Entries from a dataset
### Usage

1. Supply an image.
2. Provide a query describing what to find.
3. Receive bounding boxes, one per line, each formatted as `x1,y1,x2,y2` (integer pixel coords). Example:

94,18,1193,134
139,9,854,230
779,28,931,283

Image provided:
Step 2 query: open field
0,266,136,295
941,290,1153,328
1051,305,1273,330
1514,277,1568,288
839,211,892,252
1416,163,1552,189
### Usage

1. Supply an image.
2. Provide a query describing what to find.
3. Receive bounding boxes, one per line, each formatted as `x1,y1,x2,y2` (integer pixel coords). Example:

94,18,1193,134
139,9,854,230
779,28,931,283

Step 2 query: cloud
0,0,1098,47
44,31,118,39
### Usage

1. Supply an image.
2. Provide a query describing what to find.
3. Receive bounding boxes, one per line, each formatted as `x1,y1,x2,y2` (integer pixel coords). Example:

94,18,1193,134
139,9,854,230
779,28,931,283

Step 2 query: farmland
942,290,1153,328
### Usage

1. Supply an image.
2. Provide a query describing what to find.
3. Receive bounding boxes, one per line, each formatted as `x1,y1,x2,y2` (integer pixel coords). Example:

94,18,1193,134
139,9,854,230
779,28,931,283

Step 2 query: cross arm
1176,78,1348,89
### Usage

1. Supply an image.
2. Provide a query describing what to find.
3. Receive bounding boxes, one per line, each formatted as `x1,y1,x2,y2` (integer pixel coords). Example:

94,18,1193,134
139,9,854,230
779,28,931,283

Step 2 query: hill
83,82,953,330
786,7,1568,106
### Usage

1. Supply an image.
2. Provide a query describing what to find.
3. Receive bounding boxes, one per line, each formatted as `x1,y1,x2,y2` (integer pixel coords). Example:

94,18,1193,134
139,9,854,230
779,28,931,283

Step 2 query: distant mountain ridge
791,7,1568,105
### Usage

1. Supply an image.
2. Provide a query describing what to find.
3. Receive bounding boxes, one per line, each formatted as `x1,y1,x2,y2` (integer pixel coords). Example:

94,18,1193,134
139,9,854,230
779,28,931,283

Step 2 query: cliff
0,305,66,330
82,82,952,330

▶ Problem details: Put every line from the start of the rows up to and including the line with "1051,305,1273,330" into a Markdown table with the columns Number and Line, leaving out blank lines.

▶ Task answer:
| Number | Line |
|---|---|
| 1 | ### Usage |
| 2 | 1. Supply an image. |
| 3 | 2. Provide a query describing what to find. |
| 4 | 3. Receive bounding boxes, one per line, each formatted as `x1,y1,x2,y2` (integer pixel coords). Example: |
| 5 | 94,18,1193,134 |
| 6 | 139,9,854,230 |
| 7 | 779,28,931,283 |
| 8 | Image provided: |
| 9 | Step 2 query: open field |
| 10 | 0,266,136,295 |
| 11 | 941,290,1153,328 |
| 12 | 1051,305,1273,330 |